### SET PROBLEM
Repeat the entries below verbatim, from the line containing "Tag windshield in this screenshot." through the line containing "237, 238, 262]]", both lines included.

### INPUT FOR THIS TASK
+---+
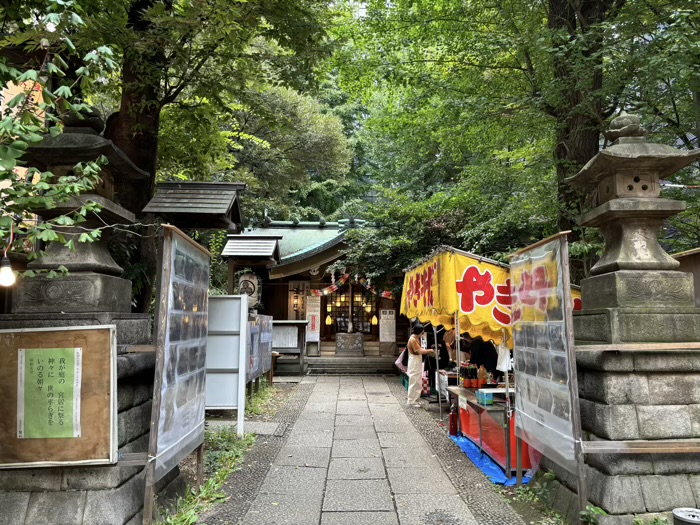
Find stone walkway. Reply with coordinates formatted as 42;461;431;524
235;376;486;525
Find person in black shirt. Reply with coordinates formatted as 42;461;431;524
469;337;503;380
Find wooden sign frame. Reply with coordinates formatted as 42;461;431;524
0;325;118;469
143;224;211;525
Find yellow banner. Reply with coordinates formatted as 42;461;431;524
401;252;581;346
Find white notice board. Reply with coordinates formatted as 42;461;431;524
379;310;396;343
205;294;249;435
149;224;211;481
306;295;321;343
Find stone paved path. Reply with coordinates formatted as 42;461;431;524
242;377;479;525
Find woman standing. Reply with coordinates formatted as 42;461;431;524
406;323;435;407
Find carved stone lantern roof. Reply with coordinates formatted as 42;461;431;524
568;114;700;343
566;113;700;188
25;115;149;181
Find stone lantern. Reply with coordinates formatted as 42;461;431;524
543;113;700;525
568;113;700;343
0;112;150;344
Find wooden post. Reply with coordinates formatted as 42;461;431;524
143;459;155;525
515;433;523;487
226;257;236;295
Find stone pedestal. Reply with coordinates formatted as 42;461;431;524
0;354;186;525
335;334;365;357
548;115;700;525
0;110;178;525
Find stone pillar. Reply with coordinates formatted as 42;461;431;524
550;114;700;525
0;111;184;525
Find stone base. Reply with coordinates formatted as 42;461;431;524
542;458;700;525
335;334;365;357
0;348;180;525
581;270;695;310
0;312;151;345
12;272;131;314
574;308;700;344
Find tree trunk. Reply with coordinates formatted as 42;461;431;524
548;0;625;282
105;0;164;313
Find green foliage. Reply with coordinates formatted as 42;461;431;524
326;0;700;281
0;0;116;268
579;505;608;525
154;428;255;525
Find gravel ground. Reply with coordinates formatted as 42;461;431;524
200;376;314;525
201;376;525;525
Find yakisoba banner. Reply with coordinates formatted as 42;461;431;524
401;250;581;344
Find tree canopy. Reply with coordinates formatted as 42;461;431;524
0;0;700;300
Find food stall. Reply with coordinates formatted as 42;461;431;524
401;247;580;476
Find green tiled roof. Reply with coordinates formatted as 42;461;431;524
243;220;364;264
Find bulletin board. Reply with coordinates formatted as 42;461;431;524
149;225;210;483
0;325;117;468
206;294;250;436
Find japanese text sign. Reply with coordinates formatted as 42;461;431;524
401;252;510;343
401;250;581;345
510;235;580;473
17;348;82;439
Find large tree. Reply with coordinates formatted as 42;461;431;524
336;0;698;282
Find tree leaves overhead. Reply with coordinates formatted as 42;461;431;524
334;0;700;286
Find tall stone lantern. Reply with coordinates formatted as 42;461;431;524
545;113;700;525
568;113;700;343
0;112;150;344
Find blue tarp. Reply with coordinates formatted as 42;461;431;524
450;436;531;487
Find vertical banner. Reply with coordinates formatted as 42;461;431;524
306;295;321;343
379;310;396;343
17;348;82;439
510;234;581;474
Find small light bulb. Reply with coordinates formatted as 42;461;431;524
0;257;17;286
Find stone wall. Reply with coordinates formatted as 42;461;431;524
544;351;700;525
0;353;184;525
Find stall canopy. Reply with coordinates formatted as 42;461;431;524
401;247;581;344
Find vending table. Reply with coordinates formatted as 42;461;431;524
447;386;531;476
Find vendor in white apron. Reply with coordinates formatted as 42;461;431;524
406;322;435;407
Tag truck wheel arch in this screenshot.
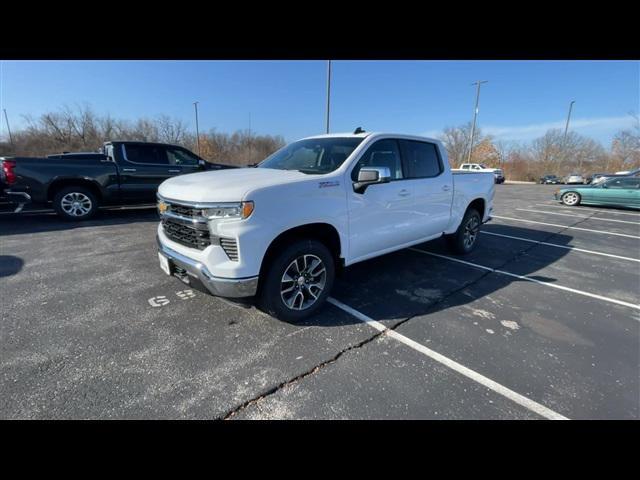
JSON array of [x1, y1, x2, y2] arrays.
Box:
[[463, 198, 485, 221], [47, 178, 102, 201], [260, 223, 342, 278]]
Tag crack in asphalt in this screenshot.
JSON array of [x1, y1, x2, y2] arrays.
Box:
[[216, 208, 597, 420]]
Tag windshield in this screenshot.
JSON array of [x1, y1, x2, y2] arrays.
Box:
[[258, 137, 363, 175]]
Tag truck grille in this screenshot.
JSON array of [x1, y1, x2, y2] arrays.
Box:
[[171, 203, 200, 218], [162, 218, 211, 250], [220, 237, 238, 262]]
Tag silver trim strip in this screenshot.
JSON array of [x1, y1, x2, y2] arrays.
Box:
[[156, 237, 258, 298], [156, 193, 242, 208], [160, 211, 209, 230]]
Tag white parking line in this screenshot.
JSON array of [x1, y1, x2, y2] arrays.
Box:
[[408, 247, 640, 312], [327, 297, 569, 420], [492, 215, 640, 239], [516, 208, 640, 225], [536, 203, 640, 217], [0, 210, 53, 215], [480, 230, 640, 263]]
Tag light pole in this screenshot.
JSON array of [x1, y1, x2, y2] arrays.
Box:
[[326, 60, 331, 133], [193, 102, 200, 156], [2, 108, 13, 148], [467, 80, 488, 163], [562, 100, 582, 173]]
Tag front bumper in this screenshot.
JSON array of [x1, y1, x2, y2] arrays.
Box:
[[156, 236, 258, 298]]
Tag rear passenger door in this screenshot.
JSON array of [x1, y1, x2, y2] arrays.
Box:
[[400, 140, 453, 237], [120, 143, 175, 201]]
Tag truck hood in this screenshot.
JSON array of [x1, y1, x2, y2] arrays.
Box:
[[158, 168, 311, 202]]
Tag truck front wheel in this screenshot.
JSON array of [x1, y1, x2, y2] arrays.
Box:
[[447, 208, 482, 254], [258, 240, 335, 323], [53, 186, 98, 221]]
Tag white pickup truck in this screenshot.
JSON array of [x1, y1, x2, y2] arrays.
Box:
[[157, 131, 495, 321], [454, 163, 504, 183]]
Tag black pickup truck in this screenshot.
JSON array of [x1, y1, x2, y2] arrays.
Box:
[[0, 142, 235, 220]]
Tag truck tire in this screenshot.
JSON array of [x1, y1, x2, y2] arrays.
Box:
[[446, 208, 482, 255], [258, 240, 335, 323], [53, 186, 98, 221]]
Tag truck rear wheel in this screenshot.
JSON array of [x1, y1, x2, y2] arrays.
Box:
[[447, 208, 482, 255], [258, 240, 335, 323], [53, 186, 98, 221]]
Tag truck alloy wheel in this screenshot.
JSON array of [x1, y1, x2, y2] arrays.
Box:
[[446, 208, 482, 255], [53, 186, 98, 221], [60, 192, 93, 217], [562, 192, 580, 206], [258, 239, 335, 323], [280, 255, 327, 310], [463, 215, 480, 250]]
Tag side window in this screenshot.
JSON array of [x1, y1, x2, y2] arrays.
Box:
[[124, 145, 169, 165], [400, 140, 444, 178], [607, 178, 640, 188], [167, 148, 198, 165], [351, 139, 404, 182]]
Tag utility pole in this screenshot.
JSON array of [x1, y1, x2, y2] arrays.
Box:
[[2, 108, 13, 148], [249, 112, 253, 165], [467, 80, 488, 163], [326, 60, 331, 133], [562, 100, 576, 146], [562, 100, 582, 173], [193, 102, 200, 156]]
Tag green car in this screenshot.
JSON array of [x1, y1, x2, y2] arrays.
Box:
[[555, 177, 640, 208]]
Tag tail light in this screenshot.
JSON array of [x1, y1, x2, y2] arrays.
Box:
[[2, 160, 16, 185]]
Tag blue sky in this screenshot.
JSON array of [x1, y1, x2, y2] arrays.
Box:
[[0, 60, 640, 146]]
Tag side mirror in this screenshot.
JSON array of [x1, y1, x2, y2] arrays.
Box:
[[353, 167, 391, 193]]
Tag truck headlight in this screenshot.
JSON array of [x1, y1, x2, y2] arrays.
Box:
[[202, 201, 253, 220]]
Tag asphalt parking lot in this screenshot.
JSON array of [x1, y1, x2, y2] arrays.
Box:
[[0, 185, 640, 419]]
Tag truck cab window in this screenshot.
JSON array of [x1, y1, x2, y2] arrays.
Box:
[[351, 139, 404, 182], [258, 137, 362, 175], [400, 140, 444, 178], [124, 145, 169, 165], [167, 148, 199, 165]]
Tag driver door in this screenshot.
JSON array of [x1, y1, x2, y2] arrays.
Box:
[[347, 139, 424, 261]]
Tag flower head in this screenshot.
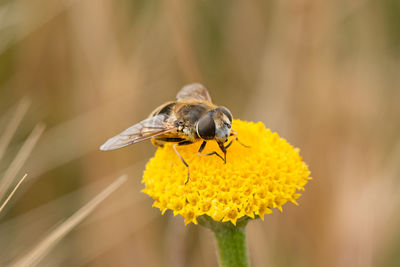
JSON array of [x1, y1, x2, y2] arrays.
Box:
[[142, 120, 311, 225]]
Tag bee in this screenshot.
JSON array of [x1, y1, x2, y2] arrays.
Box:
[[100, 83, 243, 173]]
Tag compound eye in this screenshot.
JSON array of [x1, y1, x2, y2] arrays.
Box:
[[197, 113, 215, 140], [218, 106, 232, 123]]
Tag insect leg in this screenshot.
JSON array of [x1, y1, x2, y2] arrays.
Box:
[[172, 141, 192, 184], [197, 151, 226, 162], [197, 141, 226, 163], [218, 142, 226, 164], [225, 129, 250, 149], [197, 141, 207, 155]]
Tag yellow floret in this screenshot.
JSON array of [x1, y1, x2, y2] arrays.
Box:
[[142, 120, 311, 225]]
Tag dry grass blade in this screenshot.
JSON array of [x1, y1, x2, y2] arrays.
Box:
[[0, 174, 28, 213], [11, 175, 127, 267], [0, 99, 30, 161], [0, 123, 45, 199]]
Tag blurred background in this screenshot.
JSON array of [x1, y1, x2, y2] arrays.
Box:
[[0, 0, 400, 267]]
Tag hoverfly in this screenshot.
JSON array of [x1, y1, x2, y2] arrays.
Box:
[[100, 83, 244, 174]]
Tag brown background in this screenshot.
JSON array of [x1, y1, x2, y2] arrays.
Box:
[[0, 0, 400, 267]]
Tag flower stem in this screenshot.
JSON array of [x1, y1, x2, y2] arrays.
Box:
[[214, 227, 248, 267], [198, 215, 249, 267]]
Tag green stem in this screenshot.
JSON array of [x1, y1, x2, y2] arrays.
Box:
[[198, 216, 249, 267], [214, 227, 248, 267]]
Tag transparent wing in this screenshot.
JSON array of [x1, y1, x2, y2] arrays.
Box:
[[176, 83, 211, 102], [100, 115, 176, 150]]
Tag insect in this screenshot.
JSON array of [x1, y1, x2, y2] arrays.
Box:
[[100, 83, 243, 175]]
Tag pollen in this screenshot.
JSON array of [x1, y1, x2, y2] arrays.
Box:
[[142, 120, 311, 225]]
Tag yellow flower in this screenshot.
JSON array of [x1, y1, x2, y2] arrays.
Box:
[[142, 120, 311, 225]]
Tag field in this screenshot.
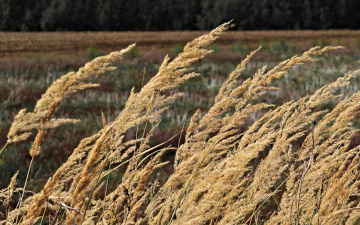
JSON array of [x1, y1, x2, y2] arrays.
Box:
[[0, 27, 360, 224]]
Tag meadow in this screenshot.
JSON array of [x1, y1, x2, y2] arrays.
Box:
[[0, 25, 360, 224]]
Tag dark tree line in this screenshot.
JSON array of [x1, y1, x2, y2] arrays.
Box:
[[0, 0, 360, 31]]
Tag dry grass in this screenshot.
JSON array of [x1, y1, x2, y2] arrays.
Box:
[[0, 23, 360, 224]]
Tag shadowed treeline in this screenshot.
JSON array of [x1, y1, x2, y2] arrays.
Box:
[[0, 0, 360, 31]]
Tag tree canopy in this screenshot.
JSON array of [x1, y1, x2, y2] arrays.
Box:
[[0, 0, 360, 31]]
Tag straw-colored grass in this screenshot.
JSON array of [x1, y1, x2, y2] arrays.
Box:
[[0, 23, 360, 225]]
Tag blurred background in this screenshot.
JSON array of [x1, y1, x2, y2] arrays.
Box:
[[0, 0, 360, 190]]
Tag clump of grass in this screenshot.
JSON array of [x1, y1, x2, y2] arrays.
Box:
[[172, 44, 184, 55], [0, 23, 360, 225], [209, 43, 220, 53]]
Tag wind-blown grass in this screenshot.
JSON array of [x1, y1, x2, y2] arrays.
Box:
[[0, 23, 360, 224]]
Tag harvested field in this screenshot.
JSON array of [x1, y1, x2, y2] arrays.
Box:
[[0, 30, 360, 70]]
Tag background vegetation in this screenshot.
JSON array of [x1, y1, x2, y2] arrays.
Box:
[[0, 0, 360, 31]]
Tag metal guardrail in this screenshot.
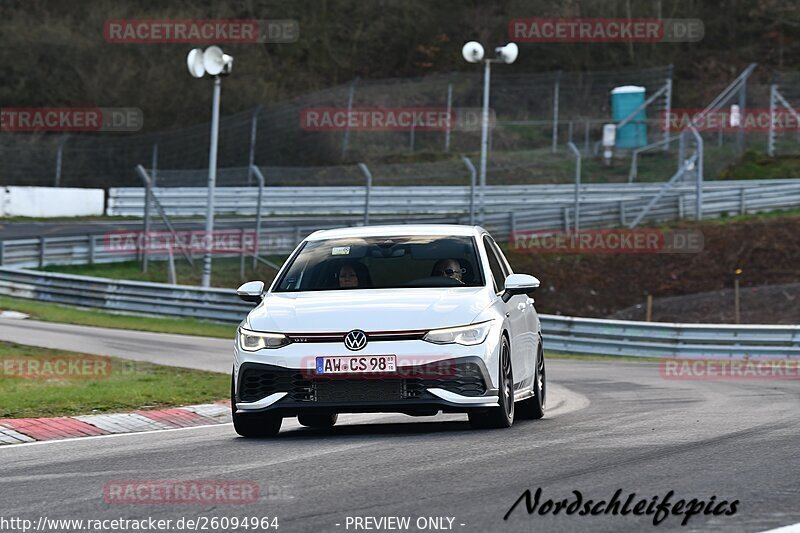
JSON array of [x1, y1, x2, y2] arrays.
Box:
[[0, 180, 800, 268], [107, 179, 800, 216], [0, 268, 800, 358]]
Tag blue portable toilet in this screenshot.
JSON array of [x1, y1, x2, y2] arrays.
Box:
[[611, 85, 647, 148]]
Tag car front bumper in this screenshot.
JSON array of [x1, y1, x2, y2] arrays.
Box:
[[234, 339, 498, 417]]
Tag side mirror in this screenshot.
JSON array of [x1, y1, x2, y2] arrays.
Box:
[[236, 281, 264, 304], [502, 274, 539, 302]]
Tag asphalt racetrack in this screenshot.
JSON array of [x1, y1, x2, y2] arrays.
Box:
[[0, 320, 800, 532]]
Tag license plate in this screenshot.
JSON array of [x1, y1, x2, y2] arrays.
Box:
[[317, 355, 397, 374]]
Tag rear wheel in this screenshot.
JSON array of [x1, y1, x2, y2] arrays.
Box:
[[231, 374, 283, 438], [517, 339, 547, 420], [297, 413, 339, 429], [468, 335, 514, 429]]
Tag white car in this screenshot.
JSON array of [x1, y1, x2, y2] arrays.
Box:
[[231, 225, 546, 437]]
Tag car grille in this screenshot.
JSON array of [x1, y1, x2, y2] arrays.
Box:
[[239, 362, 486, 403], [404, 361, 486, 398]]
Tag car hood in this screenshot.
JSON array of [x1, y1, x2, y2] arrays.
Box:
[[245, 287, 494, 333]]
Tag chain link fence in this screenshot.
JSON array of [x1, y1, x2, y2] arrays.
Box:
[[0, 66, 672, 188]]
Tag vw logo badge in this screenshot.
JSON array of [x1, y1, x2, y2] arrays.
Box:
[[344, 329, 367, 352]]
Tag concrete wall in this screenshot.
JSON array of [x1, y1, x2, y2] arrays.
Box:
[[0, 187, 105, 217]]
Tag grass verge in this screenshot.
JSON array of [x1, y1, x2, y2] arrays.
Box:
[[0, 342, 230, 418], [0, 296, 236, 339]]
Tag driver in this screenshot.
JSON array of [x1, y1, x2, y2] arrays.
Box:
+---+
### RESULT OF THIS EXERCISE
Tag windshield in this screenshot.
JSON array of [x1, y1, x2, y2] arrays.
Box:
[[258, 137, 363, 175]]
Tag truck grille in this screenshot.
JSON array of [x1, y1, x2, y2] arrays.
Box:
[[171, 203, 200, 218], [162, 218, 211, 250], [220, 237, 238, 262]]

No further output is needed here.